> **Page**
__________

Oleksandr Fisun will provide his perspective on the development of the Ukrainian political system before and after the 2014 Euromaidan revolution. He underlines the decisive role of informal politics and shadow patron-client networks in Ukraine, which have been under-researched for a long time. He investigates how a neopatrimonial democracy in which state capture is the primary gain unexpectedly stimulates competitive politics. Surprisingly, after the Euromaidan revolution, patrimonial politics are paradoxically contributing to the institutionalization of political pluralism and political competition via a series of formal and informal power-sharing arrangements between the major political players. Fisun argues that the Ukrainian political system's internal durability or fragility since the 1990s depends on several key variables, namely: the success or failure of establishing a presidential "party of power"; the extent to which the economic, bureaucratic, and regional elites are autonomous; and the depth and scope of the informal patronage networks set up by the state ruler and/or its competitors.

__________

> **Record list**
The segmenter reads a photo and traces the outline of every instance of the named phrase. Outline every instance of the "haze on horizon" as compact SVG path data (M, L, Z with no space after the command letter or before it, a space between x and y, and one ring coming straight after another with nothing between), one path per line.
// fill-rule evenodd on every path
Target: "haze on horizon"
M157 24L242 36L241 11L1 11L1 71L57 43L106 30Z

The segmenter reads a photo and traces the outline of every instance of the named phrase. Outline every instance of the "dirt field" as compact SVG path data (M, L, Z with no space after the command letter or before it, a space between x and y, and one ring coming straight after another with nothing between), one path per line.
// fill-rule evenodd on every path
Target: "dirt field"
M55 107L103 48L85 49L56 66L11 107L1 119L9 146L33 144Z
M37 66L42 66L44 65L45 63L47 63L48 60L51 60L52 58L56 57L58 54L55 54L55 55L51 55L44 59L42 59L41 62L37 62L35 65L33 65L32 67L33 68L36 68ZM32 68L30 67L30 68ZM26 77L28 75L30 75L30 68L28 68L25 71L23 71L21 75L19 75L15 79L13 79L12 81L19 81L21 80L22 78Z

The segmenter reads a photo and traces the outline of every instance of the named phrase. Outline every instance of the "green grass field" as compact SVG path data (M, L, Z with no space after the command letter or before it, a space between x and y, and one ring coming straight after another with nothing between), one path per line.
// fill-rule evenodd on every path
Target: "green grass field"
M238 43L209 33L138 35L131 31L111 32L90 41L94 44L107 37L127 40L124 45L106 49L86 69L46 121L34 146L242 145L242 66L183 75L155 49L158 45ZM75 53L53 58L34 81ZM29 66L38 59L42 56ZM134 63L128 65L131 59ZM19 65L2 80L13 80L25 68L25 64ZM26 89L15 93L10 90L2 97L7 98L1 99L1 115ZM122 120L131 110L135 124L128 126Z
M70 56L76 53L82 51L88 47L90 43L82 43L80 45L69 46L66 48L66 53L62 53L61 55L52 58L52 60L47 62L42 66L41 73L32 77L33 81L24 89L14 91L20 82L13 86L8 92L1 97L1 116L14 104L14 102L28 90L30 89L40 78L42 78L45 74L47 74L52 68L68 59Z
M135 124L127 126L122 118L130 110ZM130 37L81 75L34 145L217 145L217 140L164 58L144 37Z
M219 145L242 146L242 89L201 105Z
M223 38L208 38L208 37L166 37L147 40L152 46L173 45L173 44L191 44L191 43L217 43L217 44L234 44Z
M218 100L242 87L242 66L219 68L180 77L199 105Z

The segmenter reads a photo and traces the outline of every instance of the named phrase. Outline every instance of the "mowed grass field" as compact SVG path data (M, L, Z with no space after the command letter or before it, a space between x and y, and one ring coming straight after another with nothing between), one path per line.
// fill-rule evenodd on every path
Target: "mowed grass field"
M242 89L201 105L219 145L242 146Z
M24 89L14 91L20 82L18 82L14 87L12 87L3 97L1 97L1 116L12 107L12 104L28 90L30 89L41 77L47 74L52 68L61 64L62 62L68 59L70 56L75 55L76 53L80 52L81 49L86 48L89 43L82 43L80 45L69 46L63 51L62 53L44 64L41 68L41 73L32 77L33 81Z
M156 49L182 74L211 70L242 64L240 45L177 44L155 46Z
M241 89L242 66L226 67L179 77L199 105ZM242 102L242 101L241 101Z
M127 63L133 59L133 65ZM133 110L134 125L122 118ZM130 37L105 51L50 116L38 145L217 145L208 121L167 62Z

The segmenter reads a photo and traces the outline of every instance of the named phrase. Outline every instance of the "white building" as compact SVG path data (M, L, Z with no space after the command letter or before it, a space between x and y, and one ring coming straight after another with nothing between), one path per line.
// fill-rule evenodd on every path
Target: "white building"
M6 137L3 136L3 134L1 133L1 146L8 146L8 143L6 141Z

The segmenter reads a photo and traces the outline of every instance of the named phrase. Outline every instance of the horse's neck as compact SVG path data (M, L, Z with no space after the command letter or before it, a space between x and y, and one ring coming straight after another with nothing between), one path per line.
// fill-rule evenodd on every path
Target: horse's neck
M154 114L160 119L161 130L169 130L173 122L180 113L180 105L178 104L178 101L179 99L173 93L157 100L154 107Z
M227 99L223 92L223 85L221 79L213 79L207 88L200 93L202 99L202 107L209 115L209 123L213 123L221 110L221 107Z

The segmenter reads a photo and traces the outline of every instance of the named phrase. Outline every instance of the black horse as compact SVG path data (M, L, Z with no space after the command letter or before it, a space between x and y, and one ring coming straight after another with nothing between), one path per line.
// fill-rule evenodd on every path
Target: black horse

__________

> **Your instructions**
Extend the passage about Oleksandr Fisun's view of Ukraine's political system, picking up after its final sentence. Nothing in the listing is needed here.

> **Solved problem**
About the Speaker

Oleksandr Fisun Oleksandr Fisun is a professor of political science at the V. N. Karazin Kharkiv National University in Ukraine (B.A. with Highest Honors in Political Economy, 1987; C.Sc. in Philosophical Sciences, 1990; D.Sc. habil in Political Science, 2009). His research interests concentrate on Ukrainian and post-Soviet politics. During the past ten years, he has held visiting fellowships at the Wilson Center's Kennan Institute; the Centre for European, Russian, and Eurasian Studies at the University of Toronto; the Ellison Center at the University of Washington (Seattle); the Canadian Institute of Ukrainian Studies at the University of Alberta (Edmonton); the Aleksanteri Institute at the University of Helsinki; the Netherlands Institute for Advanced Study (Amsterdam); and the Polish Institute of Advanced Studies (Warsaw). His publications include Democracy, Neopatrimonialism, and Global Transformations (Kharkiv, 2006) and numerous book chapters and articles on comparative democratization, neopatrimonialism, regime change in Ukraine, and post-Soviet Eurasia. He serves as President of the Observatory of Democracy policy research center, which he founded with a group of political experts in 2016 to improve democratic accountability, civic activism, free and fair elections, and citizen awareness in eastern frontline Ukrainian regions.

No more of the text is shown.